#### Data to use
*** Block opens ***

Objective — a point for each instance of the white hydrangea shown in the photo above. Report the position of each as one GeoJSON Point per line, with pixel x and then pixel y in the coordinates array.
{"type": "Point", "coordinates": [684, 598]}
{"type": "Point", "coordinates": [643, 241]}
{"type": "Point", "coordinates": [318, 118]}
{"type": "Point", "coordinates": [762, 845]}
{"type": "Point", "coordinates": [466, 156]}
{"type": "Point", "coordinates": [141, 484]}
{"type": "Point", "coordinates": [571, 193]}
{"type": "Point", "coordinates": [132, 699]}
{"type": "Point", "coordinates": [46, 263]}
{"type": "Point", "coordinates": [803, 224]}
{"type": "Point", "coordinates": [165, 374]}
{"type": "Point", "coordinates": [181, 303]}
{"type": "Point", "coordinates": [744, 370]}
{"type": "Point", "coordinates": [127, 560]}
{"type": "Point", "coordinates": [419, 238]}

*** Block closes ***

#### Work to complete
Repeat the listing above exactly, line for line.

#### Reply to the task
Objective — a point for each instance of the white hydrangea shown in the photo above. Report the position of each as one GeoJSON Point per line, with pixel x and then pixel y in the coordinates array.
{"type": "Point", "coordinates": [684, 598]}
{"type": "Point", "coordinates": [643, 241]}
{"type": "Point", "coordinates": [318, 118]}
{"type": "Point", "coordinates": [762, 845]}
{"type": "Point", "coordinates": [466, 156]}
{"type": "Point", "coordinates": [141, 484]}
{"type": "Point", "coordinates": [571, 193]}
{"type": "Point", "coordinates": [132, 699]}
{"type": "Point", "coordinates": [46, 263]}
{"type": "Point", "coordinates": [803, 224]}
{"type": "Point", "coordinates": [165, 374]}
{"type": "Point", "coordinates": [181, 303]}
{"type": "Point", "coordinates": [744, 370]}
{"type": "Point", "coordinates": [127, 560]}
{"type": "Point", "coordinates": [419, 238]}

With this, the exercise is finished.